[Given passage]:
● ● ● ● ●
January 26: A patient in Pennsylvania contracts the virus.
January 31: Travel restrictions prohibit non-U.S. citizens, other than the immediate family of U.S. citizens and permanent residents who had traveled to China within the previous two weeks, from entering the United States. Americans returning from China are allowed into the country, but they face screening at select ports of entry and are required to undertake 14 days of self-screening. Those returning from Hubei province, the center of the outbreak, are subject to up to 14 days of mandatory quarantine.
Note: This was not a total travel ban between the U.S. and China.
The New York Times, April 4, 2020, 430,000 People Have Traveled From China to U.S. Since Coronavirus Surfaced, by Steve Eder, Henry Fountain, Michael H. Keller, Muyi Xiao, and Alexandra Stevenson,
There were 1,300 direct flights to 17 cities before President Trump's travel restrictions. Since then, nearly 40,000 Americans and other authorized travelers have made the trip, some this past week and many with spotty screening.
In interviews, multiple travelers who arrived after the screening was expanded said they received only passing scrutiny, with minimal follow-up.
"I was surprised at how lax the whole process was," said Andrew Wu, 31, who landed at Los Angeles International Airport on a flight from Beijing on March 10. "The guy I spoke to read down a list of questions, and he didn't seem interested in checking out anything."
Mr. Wu, who has had no symptoms and has not become ill, said he was told to stay inside for 14 days when he landed in Los Angeles. He said he received two reminder messages the next day by email and text, but no further follow-up.
Another traveler, Chandler Jurinka, said his experience on Feb. 29 had an even more haphazard feel. He flew from Beijing to Seattle, with stops in Tokyo and Vancouver.
● ● ● ● ●
[Exercise data]:
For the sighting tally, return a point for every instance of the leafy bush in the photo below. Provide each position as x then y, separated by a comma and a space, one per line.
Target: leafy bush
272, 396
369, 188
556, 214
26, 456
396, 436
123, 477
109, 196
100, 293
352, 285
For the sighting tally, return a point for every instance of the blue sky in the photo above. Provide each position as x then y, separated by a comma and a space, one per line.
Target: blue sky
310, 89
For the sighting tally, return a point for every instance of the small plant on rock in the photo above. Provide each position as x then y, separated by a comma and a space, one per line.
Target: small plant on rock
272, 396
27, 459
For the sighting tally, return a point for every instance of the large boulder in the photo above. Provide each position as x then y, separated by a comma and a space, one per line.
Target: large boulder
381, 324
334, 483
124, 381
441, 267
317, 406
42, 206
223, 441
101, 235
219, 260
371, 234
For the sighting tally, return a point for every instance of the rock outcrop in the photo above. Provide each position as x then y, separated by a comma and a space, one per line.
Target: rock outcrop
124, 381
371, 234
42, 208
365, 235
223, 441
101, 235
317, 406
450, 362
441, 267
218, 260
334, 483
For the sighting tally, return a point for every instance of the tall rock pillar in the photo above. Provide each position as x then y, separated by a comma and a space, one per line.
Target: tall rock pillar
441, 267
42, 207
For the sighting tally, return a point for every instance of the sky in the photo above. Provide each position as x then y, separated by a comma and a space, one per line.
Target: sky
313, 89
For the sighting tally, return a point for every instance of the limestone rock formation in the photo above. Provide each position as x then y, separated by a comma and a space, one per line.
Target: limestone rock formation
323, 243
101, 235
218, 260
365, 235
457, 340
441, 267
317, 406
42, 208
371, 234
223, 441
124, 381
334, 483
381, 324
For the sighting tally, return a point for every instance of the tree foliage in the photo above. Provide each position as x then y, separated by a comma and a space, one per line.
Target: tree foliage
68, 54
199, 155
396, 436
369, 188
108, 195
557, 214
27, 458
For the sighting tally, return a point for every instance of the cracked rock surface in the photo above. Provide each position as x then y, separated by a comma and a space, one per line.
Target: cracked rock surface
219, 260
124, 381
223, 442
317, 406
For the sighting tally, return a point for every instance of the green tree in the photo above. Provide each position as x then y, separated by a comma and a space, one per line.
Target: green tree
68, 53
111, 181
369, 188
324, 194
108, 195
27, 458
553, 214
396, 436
● ● ● ● ●
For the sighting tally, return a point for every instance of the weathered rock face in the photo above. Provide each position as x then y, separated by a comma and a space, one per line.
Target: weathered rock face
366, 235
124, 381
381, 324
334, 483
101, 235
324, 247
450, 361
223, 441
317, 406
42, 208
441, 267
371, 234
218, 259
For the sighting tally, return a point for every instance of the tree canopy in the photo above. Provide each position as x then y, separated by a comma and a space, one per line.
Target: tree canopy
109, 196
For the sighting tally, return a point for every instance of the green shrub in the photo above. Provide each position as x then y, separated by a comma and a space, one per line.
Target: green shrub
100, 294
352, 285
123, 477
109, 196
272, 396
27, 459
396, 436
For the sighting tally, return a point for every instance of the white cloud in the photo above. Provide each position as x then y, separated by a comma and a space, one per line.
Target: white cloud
● ● ● ● ●
[Your assignment]: Output the coronavirus timeline's wording from "Note: This was" up to and including "with spotty screening.". The records have nothing to do with the coronavirus timeline.

[Your response]:
Note: This was not a total travel ban between the U.S. and China.
The New York Times, April 4, 2020, 430,000 People Have Traveled From China to U.S. Since Coronavirus Surfaced, by Steve Eder, Henry Fountain, Michael H. Keller, Muyi Xiao, and Alexandra Stevenson,
There were 1,300 direct flights to 17 cities before President Trump's travel restrictions. Since then, nearly 40,000 Americans and other authorized travelers have made the trip, some this past week and many with spotty screening.